* _À faire_:
Reproduisez à l'identique le passage de l'article ci-dessous sur l'IA de Google et le choix des tenues, entre « Dans sa dernière » et « pompe (pointure 39). », bornes incluses.

* _Texte sélectionné_:
········

Dans sa dernière campagne, l’IA de Google se targue de savoir nous habiller dans toutes les situations. Passera-t-elle l’épreuve Technikart ? Un test en grande pompe (pointure 39).
Lundi 28 août. C’est la rentrée des journalistes rue Mandar. Au lit, j’angoisse : que vais-je bien pouvoir porter pour la première conf’ de rédac de la saison ? Mes amis, ces imbéciles, décuvent encore de leur dernier festival de l’été. Aucune aide à aller chercher de leur côté. Je file à la salle de bain, on verra plus tard pour les fringues… Sous la douche, nouvel obstacle à ma bonne humeur. Ma playlist « 100% Matin » est interrompue par une pub.
JUPE PLISSÉE SUR PANTALON EN CUIR
Les yeux piquants de savon, je passe un regard ahuri derrière mon rideau poisson. Elles ont du goût les IA maintenant ? Sacrifiant mes valeurs écologiques à l’autel de ma curiosité journalistique, je télécharge l’application. L’intelligence artificielle commence par me féliciter pour mes idées (sympa), puis me propose trois tenues pour une rentrée chez Technikart. Chacunes déclinées en versions Elle et Lui – pas très genderfluid le Gemini. Le premier, « Technique et Minimaliste » – un jumpsuit bien ajusté et des chaussures de villes « originales »-, me donne des relents de mes années étudiantes à Sorbonne Nouvelle. Quant au « Smart Casual Décalé », je préfère ne pas y jeter l’œil. J’opte finalement pour l’outfit « Artiste Contemporain », et superpose ma jupe plissée et mon pantalon en cuir. Sur les conseils de l’IA, j’y ajoute un chemisier et des bottes à plateforme.

········

* _Jeu de données_:
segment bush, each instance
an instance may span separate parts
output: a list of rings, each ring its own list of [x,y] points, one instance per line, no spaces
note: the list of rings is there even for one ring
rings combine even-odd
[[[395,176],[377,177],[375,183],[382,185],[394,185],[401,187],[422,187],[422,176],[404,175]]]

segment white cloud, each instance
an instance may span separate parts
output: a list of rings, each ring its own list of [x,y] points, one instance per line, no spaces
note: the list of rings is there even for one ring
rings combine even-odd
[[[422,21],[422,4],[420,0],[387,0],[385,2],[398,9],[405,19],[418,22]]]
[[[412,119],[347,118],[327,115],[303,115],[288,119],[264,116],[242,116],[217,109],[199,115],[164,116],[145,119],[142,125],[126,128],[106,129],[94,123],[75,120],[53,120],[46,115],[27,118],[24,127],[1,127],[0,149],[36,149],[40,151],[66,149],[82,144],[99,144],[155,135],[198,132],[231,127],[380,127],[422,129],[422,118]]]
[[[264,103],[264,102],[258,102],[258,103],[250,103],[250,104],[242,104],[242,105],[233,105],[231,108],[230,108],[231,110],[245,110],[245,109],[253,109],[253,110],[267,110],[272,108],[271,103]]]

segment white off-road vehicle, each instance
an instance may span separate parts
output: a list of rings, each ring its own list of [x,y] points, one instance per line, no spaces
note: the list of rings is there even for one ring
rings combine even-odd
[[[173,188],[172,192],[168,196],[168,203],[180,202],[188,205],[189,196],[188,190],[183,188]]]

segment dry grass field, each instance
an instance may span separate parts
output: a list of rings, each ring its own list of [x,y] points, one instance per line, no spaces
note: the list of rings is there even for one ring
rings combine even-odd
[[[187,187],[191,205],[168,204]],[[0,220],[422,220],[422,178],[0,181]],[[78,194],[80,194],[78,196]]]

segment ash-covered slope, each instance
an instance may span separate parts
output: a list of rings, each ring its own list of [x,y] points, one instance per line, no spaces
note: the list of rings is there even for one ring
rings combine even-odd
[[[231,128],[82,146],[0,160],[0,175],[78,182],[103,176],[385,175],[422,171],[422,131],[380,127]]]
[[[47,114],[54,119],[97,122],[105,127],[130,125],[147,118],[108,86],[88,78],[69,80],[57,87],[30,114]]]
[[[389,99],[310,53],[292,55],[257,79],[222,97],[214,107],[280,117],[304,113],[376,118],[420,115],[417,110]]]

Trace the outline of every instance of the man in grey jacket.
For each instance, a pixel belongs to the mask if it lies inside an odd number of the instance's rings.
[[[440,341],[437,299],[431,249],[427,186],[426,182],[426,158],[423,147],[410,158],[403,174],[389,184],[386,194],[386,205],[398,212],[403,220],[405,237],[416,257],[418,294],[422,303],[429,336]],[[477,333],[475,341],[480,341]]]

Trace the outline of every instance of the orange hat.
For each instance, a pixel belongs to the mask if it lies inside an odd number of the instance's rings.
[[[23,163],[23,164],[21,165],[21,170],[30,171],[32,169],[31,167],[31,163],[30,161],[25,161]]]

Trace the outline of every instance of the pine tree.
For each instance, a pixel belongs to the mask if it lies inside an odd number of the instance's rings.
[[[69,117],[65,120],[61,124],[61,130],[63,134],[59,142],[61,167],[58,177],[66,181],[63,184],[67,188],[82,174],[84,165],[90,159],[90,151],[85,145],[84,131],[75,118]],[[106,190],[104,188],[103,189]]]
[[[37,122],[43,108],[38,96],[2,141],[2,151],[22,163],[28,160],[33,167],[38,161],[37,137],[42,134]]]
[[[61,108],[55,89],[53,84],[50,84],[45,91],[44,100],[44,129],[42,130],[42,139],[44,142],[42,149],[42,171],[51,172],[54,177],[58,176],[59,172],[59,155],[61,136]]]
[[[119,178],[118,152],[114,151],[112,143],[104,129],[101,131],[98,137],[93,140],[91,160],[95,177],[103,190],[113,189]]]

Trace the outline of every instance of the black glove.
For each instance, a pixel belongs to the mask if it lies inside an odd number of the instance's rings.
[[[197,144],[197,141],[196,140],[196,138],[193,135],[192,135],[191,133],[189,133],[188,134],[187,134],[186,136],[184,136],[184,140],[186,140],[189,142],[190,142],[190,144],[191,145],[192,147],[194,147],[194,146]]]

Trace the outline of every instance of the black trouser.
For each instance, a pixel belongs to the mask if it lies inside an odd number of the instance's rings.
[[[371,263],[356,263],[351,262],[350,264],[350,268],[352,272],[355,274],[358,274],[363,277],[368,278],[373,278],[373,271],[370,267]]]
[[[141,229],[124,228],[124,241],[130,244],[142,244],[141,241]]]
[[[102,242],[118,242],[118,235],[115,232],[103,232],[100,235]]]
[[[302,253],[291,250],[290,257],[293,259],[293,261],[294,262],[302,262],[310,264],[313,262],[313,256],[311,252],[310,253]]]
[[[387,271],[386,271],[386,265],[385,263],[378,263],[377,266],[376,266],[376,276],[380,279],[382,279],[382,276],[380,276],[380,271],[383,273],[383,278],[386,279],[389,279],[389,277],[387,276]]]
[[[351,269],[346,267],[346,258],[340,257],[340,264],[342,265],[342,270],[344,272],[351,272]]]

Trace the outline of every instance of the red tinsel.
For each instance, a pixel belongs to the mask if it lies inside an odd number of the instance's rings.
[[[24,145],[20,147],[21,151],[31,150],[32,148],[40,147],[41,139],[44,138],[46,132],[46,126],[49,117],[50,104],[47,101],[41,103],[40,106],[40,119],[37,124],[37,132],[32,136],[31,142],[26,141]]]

········

* _Votre solution_:
Dans sa dernière campagne, l’IA de Google se targue de savoir nous habiller dans toutes les situations. Passera-t-elle l’épreuve Technikart ? Un test en grande pompe (pointure 39).